Extract provided |

-- START --

Fifteen years have passed since the massacre of
thousands of Bosnian Muslims en masse in Srebrenica by the Bosnian Serbs. Nearly 8,000 Muslim men and boys were executed by the Serbs in just five days back in July 1995. Even to this day the dead are being recovered from the mass graves dug during the Srebrenica genocide and reburied by their loved ones who survived the horror. The massacre was termed 'genocide' by both the International Criminal Tribunal for the former Yugoslavia at The Hague and the International Court of Justice (ICJ). It was a modern day 'ethnic cleansing'. The reasons behind the genocide had more to do with the Islamic faith of the Bosniaks than anything else. They were as much Slavs as the Serbs, but on the basis of faith, the Serbs set off a religious war.

The roots of this faith-based conflict date back to the colonial era and the fall of the Ottoman Empire. Those who opine that the rise of 'Islamic terrorism' is a result of the Israeli aggression against the Palestinians need to look back in history and trace the trajectory of events that led to the rise of extremist ideology in the Muslim world. The Palestinian issue is a festering wound from 1948 and cannot explain in entirety the violent extremist angle that some Muslims later turned to.

For more than six centuries, the Turkish sultanate ruled most of Southeastern Europe, Western Asia and North Africa. It is because of the Ottomans that there are still many Muslims in Europe who had converted during Ottoman rule. The Christians under Ottoman rule felt resentment towards the Muslims, thus giving rise to a deep-seated, lingering Islamophobia, which even the communist interlude in Yugoslavia could not overcome. The UN peacekeepers in Srebrenica were silent spectators when these gory murders were being committed right in front of their eyes. What is the logic of having 'peacekeeping' forces when they cannot even intervene to prevent massacres? By killing Bosnian Muslims, the Serbs made an attempt to obliterate one part of their history in a frenzy of national/religious chauvinism in the midst of the break-up of post-communist Yugoslavia. Former US President George W Bush's policies were a manifestation of neo-colonialism. His misadventures in Afghanistan and Iraq are a prime example of this ideology. Terrorism's appeal in the Muslim world is not just limited to poverty, it has its roots in cumulative layers of resentment against western bullying and repression, not helped by provocative actions such as publishing caricatures of Prophet Mohammad (PBUH) in newspapers, starting a 'Draw Mohammad Day' campaign, banning headscarves, the controversy about the veil, among other things. For the western world, the word 'Islam' is by now linked with terrorism. On the other hand, many in the Muslim world look at neo-colonialism as another version of the Christian Crusades.

-- END --

Given exercise 1 |
Count how many lines of the listing contain the string "goose", treating uppercase and lowercase as different. Reply with the number alone.
The Srebrenica article and the listing are separate pieces of material with no link between them.

Stored items from the dataset |
-- START --

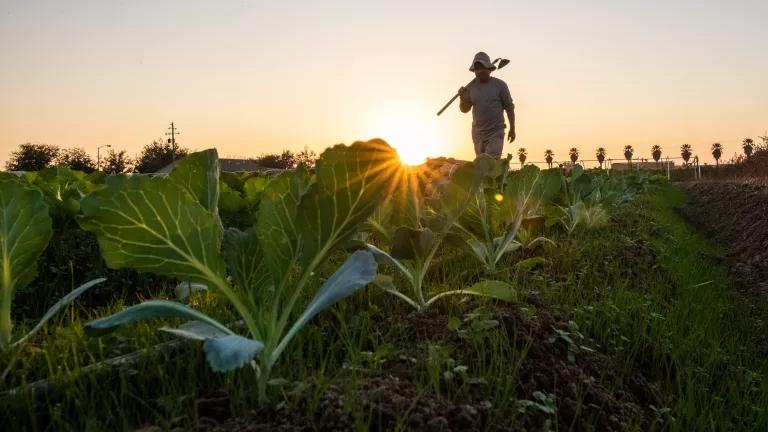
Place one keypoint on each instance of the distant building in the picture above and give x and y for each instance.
(226, 165)
(662, 164)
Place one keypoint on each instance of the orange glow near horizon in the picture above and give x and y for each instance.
(582, 74)
(410, 130)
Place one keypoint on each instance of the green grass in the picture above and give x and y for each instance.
(647, 292)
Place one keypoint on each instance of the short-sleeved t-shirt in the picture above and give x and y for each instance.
(489, 100)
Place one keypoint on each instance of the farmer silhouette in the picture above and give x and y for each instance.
(488, 97)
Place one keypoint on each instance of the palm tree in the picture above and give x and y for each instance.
(522, 154)
(748, 145)
(717, 151)
(685, 152)
(656, 153)
(574, 154)
(548, 156)
(600, 156)
(628, 151)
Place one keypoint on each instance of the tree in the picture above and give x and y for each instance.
(307, 157)
(717, 151)
(628, 152)
(284, 160)
(600, 156)
(685, 152)
(76, 159)
(656, 153)
(116, 162)
(574, 154)
(748, 145)
(157, 155)
(32, 157)
(522, 155)
(548, 156)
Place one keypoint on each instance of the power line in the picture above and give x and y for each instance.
(172, 140)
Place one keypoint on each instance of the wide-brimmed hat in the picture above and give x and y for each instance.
(484, 60)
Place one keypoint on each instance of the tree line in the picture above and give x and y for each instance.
(153, 157)
(748, 145)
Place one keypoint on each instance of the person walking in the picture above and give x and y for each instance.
(488, 98)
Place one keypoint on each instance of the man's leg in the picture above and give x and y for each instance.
(494, 145)
(478, 142)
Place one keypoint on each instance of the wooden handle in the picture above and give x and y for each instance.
(453, 99)
(448, 104)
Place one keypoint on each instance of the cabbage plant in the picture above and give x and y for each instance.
(25, 229)
(413, 249)
(494, 216)
(170, 226)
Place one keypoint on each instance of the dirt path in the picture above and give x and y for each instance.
(735, 216)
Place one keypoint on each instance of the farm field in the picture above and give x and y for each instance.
(365, 295)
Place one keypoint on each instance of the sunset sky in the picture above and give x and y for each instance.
(250, 77)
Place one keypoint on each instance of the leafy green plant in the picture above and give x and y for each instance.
(63, 188)
(25, 229)
(495, 218)
(413, 250)
(171, 226)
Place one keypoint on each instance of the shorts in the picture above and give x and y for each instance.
(491, 144)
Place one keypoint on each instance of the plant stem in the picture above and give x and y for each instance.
(6, 325)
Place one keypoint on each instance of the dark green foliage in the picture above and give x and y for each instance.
(32, 157)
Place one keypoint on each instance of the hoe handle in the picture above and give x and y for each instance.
(452, 99)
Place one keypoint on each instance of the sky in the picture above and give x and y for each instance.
(252, 77)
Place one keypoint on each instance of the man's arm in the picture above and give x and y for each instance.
(511, 116)
(465, 104)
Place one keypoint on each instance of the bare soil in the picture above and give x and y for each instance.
(587, 394)
(735, 216)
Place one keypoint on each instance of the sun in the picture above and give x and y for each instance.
(414, 133)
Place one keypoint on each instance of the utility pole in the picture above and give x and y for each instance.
(172, 140)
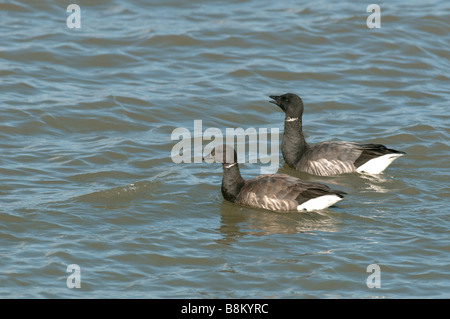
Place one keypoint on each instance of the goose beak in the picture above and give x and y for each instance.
(275, 99)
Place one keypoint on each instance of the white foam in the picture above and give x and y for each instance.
(377, 165)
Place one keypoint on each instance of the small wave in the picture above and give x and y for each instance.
(118, 194)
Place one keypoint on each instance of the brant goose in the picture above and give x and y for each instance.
(277, 192)
(327, 158)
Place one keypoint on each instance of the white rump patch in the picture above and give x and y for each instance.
(377, 165)
(319, 203)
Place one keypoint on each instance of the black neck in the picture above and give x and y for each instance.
(232, 182)
(293, 145)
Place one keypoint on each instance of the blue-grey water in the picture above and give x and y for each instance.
(87, 176)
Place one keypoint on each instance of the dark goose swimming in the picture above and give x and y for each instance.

-- END --

Given exercise 2 |
Copy word for word the part of the Srebrenica article starting with "Fifteen years have" and going on through "a religious war.".

Finished answer 1 |
3

Finished answer 2 |
Fifteen years have passed since the massacre of
thousands of Bosnian Muslims en masse in Srebrenica by the Bosnian Serbs. Nearly 8,000 Muslim men and boys were executed by the Serbs in just five days back in July 1995. Even to this day the dead are being recovered from the mass graves dug during the Srebrenica genocide and reburied by their loved ones who survived the horror. The massacre was termed 'genocide' by both the International Criminal Tribunal for the former Yugoslavia at The Hague and the International Court of Justice (ICJ). It was a modern day 'ethnic cleansing'. The reasons behind the genocide had more to do with the Islamic faith of the Bosniaks than anything else. They were as much Slavs as the Serbs, but on the basis of faith, the Serbs set off a religious war.